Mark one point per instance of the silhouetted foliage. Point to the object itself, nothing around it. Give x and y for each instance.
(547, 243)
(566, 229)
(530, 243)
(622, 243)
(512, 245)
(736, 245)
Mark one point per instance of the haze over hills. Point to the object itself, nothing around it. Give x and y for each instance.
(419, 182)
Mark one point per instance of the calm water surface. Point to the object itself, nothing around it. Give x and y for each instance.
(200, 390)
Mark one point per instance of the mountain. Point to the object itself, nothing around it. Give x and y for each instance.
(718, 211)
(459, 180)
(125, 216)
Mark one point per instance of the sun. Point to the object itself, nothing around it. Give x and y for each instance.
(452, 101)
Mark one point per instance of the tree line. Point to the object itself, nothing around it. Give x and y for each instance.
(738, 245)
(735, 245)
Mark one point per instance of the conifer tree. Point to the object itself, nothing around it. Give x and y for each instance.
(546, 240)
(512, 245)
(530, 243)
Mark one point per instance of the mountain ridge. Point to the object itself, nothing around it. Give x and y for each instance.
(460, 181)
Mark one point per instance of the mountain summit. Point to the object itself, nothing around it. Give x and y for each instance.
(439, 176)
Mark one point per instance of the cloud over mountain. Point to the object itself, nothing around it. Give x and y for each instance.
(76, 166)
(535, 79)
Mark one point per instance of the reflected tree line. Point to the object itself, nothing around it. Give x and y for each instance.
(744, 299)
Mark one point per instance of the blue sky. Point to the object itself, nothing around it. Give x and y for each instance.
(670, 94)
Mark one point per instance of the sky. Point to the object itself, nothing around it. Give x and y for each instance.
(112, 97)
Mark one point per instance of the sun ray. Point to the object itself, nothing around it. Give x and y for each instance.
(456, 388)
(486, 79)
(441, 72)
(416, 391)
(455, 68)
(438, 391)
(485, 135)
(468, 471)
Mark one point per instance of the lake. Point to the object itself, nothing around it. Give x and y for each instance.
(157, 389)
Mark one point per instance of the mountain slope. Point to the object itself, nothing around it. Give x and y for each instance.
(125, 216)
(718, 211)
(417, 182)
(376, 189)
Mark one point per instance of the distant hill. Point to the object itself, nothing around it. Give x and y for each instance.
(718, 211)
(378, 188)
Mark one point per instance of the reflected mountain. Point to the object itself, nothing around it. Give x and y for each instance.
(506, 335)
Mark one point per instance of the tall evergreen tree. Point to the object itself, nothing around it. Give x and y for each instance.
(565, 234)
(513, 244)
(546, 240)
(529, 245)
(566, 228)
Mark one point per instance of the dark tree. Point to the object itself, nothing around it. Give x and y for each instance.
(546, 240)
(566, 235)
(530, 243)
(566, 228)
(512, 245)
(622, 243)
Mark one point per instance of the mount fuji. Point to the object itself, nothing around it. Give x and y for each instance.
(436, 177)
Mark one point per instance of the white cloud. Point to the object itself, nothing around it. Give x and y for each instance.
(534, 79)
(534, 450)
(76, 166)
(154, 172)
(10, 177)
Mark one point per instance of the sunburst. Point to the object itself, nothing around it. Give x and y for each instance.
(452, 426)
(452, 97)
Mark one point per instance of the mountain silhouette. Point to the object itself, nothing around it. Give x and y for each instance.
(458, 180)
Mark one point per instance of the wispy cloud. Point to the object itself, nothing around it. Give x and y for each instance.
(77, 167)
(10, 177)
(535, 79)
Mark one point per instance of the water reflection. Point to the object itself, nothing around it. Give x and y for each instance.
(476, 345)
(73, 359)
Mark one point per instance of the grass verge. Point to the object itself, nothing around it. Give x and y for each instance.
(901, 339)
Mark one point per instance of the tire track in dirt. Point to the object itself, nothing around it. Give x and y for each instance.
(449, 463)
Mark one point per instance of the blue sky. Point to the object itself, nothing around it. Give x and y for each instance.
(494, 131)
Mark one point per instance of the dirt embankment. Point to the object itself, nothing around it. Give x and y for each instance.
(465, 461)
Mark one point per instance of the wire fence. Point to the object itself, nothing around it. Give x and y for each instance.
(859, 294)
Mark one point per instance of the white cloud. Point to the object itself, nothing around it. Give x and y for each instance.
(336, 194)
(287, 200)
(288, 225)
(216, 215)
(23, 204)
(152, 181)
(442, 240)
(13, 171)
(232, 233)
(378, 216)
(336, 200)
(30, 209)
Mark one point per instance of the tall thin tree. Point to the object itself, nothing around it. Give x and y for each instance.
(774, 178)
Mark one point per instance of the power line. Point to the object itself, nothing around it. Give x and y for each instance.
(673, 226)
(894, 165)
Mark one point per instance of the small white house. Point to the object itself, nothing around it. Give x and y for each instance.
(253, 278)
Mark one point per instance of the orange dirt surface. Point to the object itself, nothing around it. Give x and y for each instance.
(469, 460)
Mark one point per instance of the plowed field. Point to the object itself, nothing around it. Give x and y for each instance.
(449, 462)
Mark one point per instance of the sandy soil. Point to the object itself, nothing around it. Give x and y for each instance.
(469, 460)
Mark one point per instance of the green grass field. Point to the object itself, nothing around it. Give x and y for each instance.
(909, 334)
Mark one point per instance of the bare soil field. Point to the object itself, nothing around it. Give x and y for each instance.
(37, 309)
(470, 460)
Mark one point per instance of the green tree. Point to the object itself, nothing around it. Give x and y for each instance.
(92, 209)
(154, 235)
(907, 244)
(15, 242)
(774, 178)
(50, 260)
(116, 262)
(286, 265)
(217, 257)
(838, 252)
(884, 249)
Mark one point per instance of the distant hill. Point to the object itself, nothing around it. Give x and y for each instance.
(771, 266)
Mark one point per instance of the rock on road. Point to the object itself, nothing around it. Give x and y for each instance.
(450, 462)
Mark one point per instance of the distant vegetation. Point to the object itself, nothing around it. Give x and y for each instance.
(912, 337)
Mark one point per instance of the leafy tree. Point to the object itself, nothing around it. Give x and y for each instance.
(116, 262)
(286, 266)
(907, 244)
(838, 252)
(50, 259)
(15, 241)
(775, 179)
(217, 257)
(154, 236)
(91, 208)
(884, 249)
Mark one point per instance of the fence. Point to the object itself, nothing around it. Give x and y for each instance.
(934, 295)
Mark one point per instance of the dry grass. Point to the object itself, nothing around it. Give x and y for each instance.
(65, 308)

====================

**EXERCISE GOAL**
Return each entry from above without altering a single character.

**PROBLEM SOLUTION**
Mark one point per instance of the silhouetted foliage. Point to the object itself, nothing around it. Give x and y for each instance.
(547, 243)
(566, 229)
(530, 243)
(622, 243)
(512, 245)
(736, 245)
Mark one point per instance of the haze over hills. Point to the object itself, nothing around it. Give x and y for each instance.
(419, 182)
Mark one point per instance of the calm water surface. Point to the object itself, nothing around it. Give x and y for each instance.
(200, 390)
Mark one point per instance of the mountain. Point to the object itself, nothing around it. Give x and y for each instance.
(718, 211)
(459, 180)
(125, 216)
Mark one point per instance of the sun. Point to the object itself, nothing around it. Give x and y for each instance.
(452, 101)
Mark one point per instance of the tree line. Point to the object itself, nothing around it. Give x and y for each instance.
(738, 245)
(735, 245)
Mark one point per instance of the conifer tree. Point to the object itself, nothing around it. Give x and y for each instance.
(546, 240)
(512, 245)
(530, 243)
Mark one point per instance of the mountain ridge. Point to the object itself, nothing around it. Give x and y for each instance.
(460, 181)
Mark one point per instance of the mountain summit. Point to the object itself, nothing around it. Give x and y for each instance.
(439, 176)
Mark one point per instance of the cloud over mountain. Point to the object itself, nothing around it. Give x and y for each instance.
(76, 166)
(535, 79)
Mark one point per instance of the reflected tree line. Point to the object itself, nothing around it. Give x and y for each instance.
(744, 299)
Mark one point per instance of the blue sky. Point to the object itself, nothing around it. Give x and y for each instance.
(670, 94)
Mark one point per instance of the sky. Point to the object itself, nothing around it. Give x and y for each instance.
(112, 97)
Mark one point per instance of the sun ray. Point to the object itself, nothing around it. Give x and y for each instance.
(456, 388)
(486, 79)
(441, 72)
(416, 391)
(455, 68)
(438, 391)
(485, 135)
(468, 471)
Mark one point per instance of the lake. Point to the object itself, nothing around it. Give x and y for each instance.
(157, 389)
Mark one point per instance of the mountain slope. Point to the object itself, nothing around it. Give x and y for each instance.
(125, 216)
(718, 211)
(417, 182)
(376, 189)
Mark one point per instance of the distant hill. Point to the object itself, nothing around it. Give x and y for each instance.
(718, 211)
(378, 188)
Mark one point per instance of the reflected mountain. Point to the object itself, nothing around it. Give x and y for each instance.
(506, 335)
Mark one point per instance of the tall evergreen tree. Point to the object itself, nothing around it. Give x and y for each instance.
(565, 234)
(513, 244)
(546, 240)
(529, 245)
(566, 228)
Mark one point per instance of the dark tree. Point to the object itself, nothing around it. Give x and y for each instance.
(546, 240)
(566, 235)
(530, 243)
(566, 228)
(512, 245)
(622, 243)
Mark one point per instance of the mount fuji. Point to the object itself, nothing around it. Give x and y for each instance.
(436, 177)
Mark one point per instance of the white cloud. Point to the object itself, nothing around it. Give x and y for each instance.
(534, 79)
(534, 450)
(76, 166)
(154, 172)
(10, 177)
Mark one point per instance of the sunburst. Point to the object itself, nothing around it. Give x and y for each instance.
(452, 426)
(452, 97)
Mark one point per instance of the mountain silhouette. Point to the object itself, nothing around it. Give x and y for each instance.
(458, 180)
Mark one point per instance of the wispy cloud. Point to the object itself, nothing around it. Give x and y for each instance.
(77, 167)
(10, 177)
(535, 79)
Mark one point per instance of the water reflection. Point to the object itself, nothing around it. Give x and y for each instance.
(476, 345)
(73, 359)
Mark one point per instance of the grass verge. Point to the object itself, nothing around it. Give x and y for each instance.
(901, 339)
Mark one point per instance of the tire track in dirt. Point to the object itself, nothing around it. Give x and y for each instance.
(449, 463)
Mark one point per instance of the blue sky. Point to the object itself, nothing around it. Give x and y for each instance.
(494, 131)
Mark one point per instance of the dirt embankment. Point to the object itself, nothing around it. Give x and y for each instance.
(465, 461)
Mark one point per instance of the wire fence. Point to the object itself, nothing around it. Give x and y for each instance.
(859, 294)
Mark one point per instance of the white cloud. Point to the object itself, nothing around it. Give x and y for each instance.
(336, 194)
(287, 200)
(288, 225)
(216, 215)
(23, 204)
(152, 181)
(442, 240)
(13, 171)
(232, 233)
(378, 216)
(336, 200)
(30, 209)
Mark one point per instance of the tall thin tree. Point to the object itself, nothing around it. Give x and y for each instance.
(774, 178)
Mark one point per instance of the power line. Point to the object itself, nothing around it. Give x and y for each instance.
(673, 226)
(894, 165)
Mark one point per instance of the small white house. Point to the object itself, nothing around it. Give x and y for each instance.
(253, 278)
Mark one point per instance of the orange dirt surface. Point to the object itself, nothing around it. Give x and y for each instance.
(469, 460)
Mark one point per instance of the plowed field. Point to the object itself, nothing around it. Give x and y for each instance.
(449, 462)
Mark one point per instance of the sandy soil. Point to the object itself, nothing around it. Give x and y for each instance.
(469, 460)
Mark one point per instance of the green grass field. Point to the object itself, nothing around it. Give x and y for each instance.
(909, 334)
Mark one point per instance of the bare soil field. Point to the object itself, nothing around it. Give x and y for each instance.
(37, 309)
(470, 460)
Mark one point per instance of the green tree. Point to the object itself, nothing around it. Give x and y for each instance.
(92, 209)
(154, 235)
(907, 244)
(15, 242)
(774, 178)
(50, 260)
(116, 262)
(286, 265)
(217, 257)
(838, 252)
(884, 249)
Mark one point per instance of the distant hill. Point to the object itself, nothing around it. Give x and y for each instance.
(771, 266)
Mark one point per instance of the rock on road. Point to the object itself, nothing around it. Give x and y for each instance.
(450, 462)
Mark one point per instance of the distant vegetation. Point to the object itself, nothing around it. Give x and y for each instance.
(912, 337)
Mark one point per instance of the leafy tree. Point to the object itself, nothing around it. Give x and y for each instance.
(116, 262)
(286, 266)
(907, 244)
(838, 252)
(50, 259)
(15, 241)
(775, 179)
(217, 257)
(154, 236)
(91, 208)
(884, 249)
Mark one point per instance of the fence. Point to the object itself, nothing around it. Give x and y for each instance.
(934, 295)
Mark one point per instance of the dry grass. Point to the object itself, nothing around it. Give x and y for each instance.
(65, 308)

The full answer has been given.